— Start SUPPLIED RECORDS —

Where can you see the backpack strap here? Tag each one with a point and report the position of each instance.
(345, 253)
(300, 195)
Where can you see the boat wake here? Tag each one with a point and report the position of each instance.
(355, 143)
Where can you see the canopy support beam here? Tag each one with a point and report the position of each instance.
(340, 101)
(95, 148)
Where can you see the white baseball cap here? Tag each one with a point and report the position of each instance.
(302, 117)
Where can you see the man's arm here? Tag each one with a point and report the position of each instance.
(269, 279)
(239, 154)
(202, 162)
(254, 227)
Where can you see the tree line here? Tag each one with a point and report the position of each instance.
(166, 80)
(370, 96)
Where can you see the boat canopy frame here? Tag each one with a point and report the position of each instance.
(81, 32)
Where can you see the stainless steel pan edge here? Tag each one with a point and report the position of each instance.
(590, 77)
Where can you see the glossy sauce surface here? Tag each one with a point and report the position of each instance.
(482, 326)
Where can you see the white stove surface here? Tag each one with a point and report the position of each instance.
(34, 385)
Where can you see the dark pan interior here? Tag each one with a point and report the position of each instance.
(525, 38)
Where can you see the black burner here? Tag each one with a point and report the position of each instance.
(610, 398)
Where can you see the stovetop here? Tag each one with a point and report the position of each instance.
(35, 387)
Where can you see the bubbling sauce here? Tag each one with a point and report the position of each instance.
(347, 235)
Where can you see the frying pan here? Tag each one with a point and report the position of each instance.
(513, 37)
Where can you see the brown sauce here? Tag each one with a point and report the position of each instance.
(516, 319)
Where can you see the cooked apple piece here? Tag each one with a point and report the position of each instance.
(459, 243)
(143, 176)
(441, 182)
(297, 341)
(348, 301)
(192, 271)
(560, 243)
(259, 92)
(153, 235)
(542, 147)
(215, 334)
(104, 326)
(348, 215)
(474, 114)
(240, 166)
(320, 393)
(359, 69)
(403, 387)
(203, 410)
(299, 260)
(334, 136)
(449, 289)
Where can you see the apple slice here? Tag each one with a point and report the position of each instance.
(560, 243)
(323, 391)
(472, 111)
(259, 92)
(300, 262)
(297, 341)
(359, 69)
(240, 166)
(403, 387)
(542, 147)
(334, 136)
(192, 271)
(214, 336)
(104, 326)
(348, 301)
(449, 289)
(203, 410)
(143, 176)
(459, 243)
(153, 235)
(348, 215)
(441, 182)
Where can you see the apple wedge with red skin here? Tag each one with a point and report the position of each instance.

— End SUPPLIED RECORDS —
— Start SUPPLIED RECORDS —

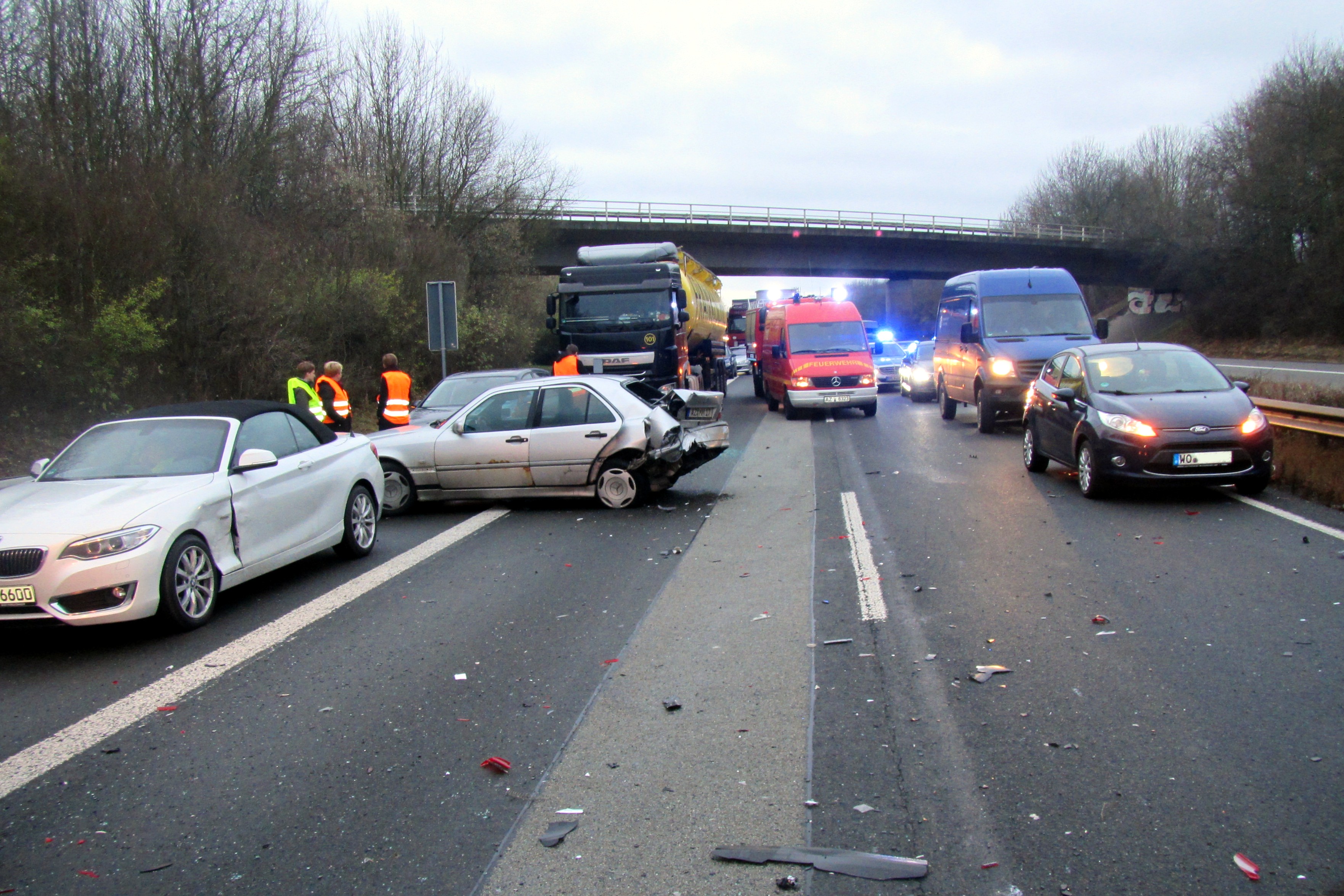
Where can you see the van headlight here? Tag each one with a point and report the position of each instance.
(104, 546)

— End SUPPLIED RECORDS —

WORK INSTRUCTIONS: Find every line in the records above that contains the word "white" and copy each one. Only matches in the same letter case count.

TASK ANSWER:
Where can you see the white baseball cap here? Tag each one with a point and report the position of each instance.
Where can you see the white stove surface here? Tag each one with a point and report the position of each instance.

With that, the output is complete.